- [OBJECTIVE] Write the lines of the records as a JSON list of strings, one string per line with blank lines omitted, starting at the line that contains "# mark the region of every instance of the red" and ending at the last line of the records, both included.

- [Saved entries]
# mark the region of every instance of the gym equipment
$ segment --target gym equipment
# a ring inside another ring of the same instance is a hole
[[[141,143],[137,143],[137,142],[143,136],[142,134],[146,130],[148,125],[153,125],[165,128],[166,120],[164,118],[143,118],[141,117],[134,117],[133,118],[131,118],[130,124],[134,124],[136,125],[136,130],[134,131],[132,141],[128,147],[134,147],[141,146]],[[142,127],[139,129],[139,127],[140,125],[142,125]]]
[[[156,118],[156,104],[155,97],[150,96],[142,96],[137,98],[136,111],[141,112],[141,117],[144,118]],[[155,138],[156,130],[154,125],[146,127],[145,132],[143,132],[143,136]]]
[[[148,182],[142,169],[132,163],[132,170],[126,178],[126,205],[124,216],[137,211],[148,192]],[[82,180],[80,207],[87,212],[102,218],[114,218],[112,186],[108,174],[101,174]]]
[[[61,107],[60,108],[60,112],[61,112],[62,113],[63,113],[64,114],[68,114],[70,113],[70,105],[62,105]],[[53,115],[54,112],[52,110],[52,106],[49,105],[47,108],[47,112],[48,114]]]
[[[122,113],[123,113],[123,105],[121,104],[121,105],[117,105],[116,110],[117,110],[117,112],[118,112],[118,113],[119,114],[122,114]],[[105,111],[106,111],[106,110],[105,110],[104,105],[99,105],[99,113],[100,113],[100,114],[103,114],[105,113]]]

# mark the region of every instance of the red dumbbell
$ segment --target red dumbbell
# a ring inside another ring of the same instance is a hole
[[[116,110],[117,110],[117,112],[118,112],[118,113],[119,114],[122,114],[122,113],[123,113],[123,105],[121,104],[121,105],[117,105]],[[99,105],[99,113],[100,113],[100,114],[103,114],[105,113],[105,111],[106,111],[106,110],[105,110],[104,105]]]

- [ANSWER IN FULL]
[
  "# mark the region of every instance of the red dumbbell",
  "$ segment --target red dumbbell",
  "# a ring inside another ring of the same instance is a hole",
  "[[[116,110],[117,110],[117,112],[118,112],[118,113],[119,114],[122,114],[122,113],[123,113],[123,105],[121,104],[121,105],[117,105]],[[99,105],[99,113],[100,113],[100,114],[103,114],[105,113],[105,111],[106,111],[106,110],[105,110],[104,105]]]"
]